### Passage for review
_ _ _ _ _
The Pinnacles and Valleys of Spirituality

Part of my growth in spirituality is a return to the very things that I was taught were not spiritual, things like silence, gardening, doodling, journaling, being creative, hospitality—in essence living and enjoying oneself.  I worked diligently for a while to make it to the top of the intellectual and academic pinnacle of spirituality and quickly realized that having Strongs numbers memorized and being able to recite the books of the Bible in order (things that I had to do for grades in a college course!) had zero spiritual value.  As I descended the pinnacle and realized I had left a lush valley that I just wasn’t cultivating, so to it is easy for those without an informed spirituality to simply neglect the presence of mystery in everyday life:

It’s easy for a liberal farmer at Yale University to dismiss the
spiritual implications of farming. We work in the soil, we believe what
we can touch, and the whole reason we came up to the farm was to take a
break from that exhaustive intellectual nonsense that occupies the rest
of our lives anyway. But our philosophy of organic farming is to work
with nature rather than attempt to quantify it, and to allow ourselves
to become a part of the natural system rather than to stand separate
from it. It is an attempt to give up and become a part of something
larger than ourselves, something that we may not fully understand. That
thing might be a balance of soil microbes and nutrients, but it also
might be God.
_ _ _ _ _
### Entries shown
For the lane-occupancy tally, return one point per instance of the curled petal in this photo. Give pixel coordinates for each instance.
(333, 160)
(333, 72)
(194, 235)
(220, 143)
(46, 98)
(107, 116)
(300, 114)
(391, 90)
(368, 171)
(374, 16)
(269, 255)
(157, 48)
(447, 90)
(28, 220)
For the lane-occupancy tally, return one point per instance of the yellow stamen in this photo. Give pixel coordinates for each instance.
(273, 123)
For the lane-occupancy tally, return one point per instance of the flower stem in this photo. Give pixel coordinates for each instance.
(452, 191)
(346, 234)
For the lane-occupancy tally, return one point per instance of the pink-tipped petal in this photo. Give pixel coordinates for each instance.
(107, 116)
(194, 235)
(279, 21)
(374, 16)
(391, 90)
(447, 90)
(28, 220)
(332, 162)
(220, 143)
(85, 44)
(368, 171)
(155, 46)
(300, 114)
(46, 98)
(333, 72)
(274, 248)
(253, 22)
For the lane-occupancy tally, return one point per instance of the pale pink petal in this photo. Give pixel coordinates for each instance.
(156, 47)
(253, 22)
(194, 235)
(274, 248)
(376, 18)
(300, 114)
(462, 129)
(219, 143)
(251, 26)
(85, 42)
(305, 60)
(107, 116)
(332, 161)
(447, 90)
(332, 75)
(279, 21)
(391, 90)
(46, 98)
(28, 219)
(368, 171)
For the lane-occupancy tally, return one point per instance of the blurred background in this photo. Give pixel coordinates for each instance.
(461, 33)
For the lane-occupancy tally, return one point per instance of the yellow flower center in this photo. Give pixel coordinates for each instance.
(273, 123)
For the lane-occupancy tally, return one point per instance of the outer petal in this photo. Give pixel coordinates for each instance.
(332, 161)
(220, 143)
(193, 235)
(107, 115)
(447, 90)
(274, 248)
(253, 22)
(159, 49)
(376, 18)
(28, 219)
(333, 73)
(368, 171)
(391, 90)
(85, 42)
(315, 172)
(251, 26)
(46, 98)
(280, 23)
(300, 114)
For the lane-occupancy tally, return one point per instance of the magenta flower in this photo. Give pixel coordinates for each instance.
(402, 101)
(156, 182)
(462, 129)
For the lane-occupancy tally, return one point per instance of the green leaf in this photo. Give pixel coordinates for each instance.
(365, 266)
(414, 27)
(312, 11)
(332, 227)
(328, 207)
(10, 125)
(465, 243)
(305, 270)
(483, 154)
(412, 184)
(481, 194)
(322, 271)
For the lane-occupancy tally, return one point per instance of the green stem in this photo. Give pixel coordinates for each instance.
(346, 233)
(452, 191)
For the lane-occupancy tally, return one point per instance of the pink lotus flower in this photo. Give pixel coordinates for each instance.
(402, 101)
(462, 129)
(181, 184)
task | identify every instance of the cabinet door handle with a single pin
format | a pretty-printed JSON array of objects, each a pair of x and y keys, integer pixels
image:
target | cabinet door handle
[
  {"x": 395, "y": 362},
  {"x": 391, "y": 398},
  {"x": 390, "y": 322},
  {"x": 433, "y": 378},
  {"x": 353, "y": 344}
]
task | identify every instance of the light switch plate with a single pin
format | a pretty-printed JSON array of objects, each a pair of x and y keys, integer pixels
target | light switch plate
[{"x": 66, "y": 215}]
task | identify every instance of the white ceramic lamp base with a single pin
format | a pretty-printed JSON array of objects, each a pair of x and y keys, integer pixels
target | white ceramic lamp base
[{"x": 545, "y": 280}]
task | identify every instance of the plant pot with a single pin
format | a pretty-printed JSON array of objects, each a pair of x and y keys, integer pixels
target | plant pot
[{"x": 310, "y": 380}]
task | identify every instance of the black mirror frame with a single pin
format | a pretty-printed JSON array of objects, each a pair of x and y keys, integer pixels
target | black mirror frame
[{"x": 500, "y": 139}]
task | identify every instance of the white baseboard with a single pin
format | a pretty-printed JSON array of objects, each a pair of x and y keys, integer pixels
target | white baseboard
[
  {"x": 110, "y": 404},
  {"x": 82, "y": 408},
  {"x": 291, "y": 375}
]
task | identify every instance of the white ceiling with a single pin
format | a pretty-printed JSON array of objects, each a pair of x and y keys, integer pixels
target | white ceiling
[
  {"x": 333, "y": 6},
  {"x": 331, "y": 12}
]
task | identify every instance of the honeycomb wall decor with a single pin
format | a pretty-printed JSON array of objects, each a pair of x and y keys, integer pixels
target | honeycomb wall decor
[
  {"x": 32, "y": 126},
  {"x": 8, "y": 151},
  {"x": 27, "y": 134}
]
_ _ _ _ _
### Problem details
Reproduce word for word the stretch of the spirituality passage above from "It’s easy for" through "might be God.".

### Exercise answer
It’s easy for a liberal farmer at Yale University to dismiss the
spiritual implications of farming. We work in the soil, we believe what
we can touch, and the whole reason we came up to the farm was to take a
break from that exhaustive intellectual nonsense that occupies the rest
of our lives anyway. But our philosophy of organic farming is to work
with nature rather than attempt to quantify it, and to allow ourselves
to become a part of the natural system rather than to stand separate
from it. It is an attempt to give up and become a part of something
larger than ourselves, something that we may not fully understand. That
thing might be a balance of soil microbes and nutrients, but it also
might be God.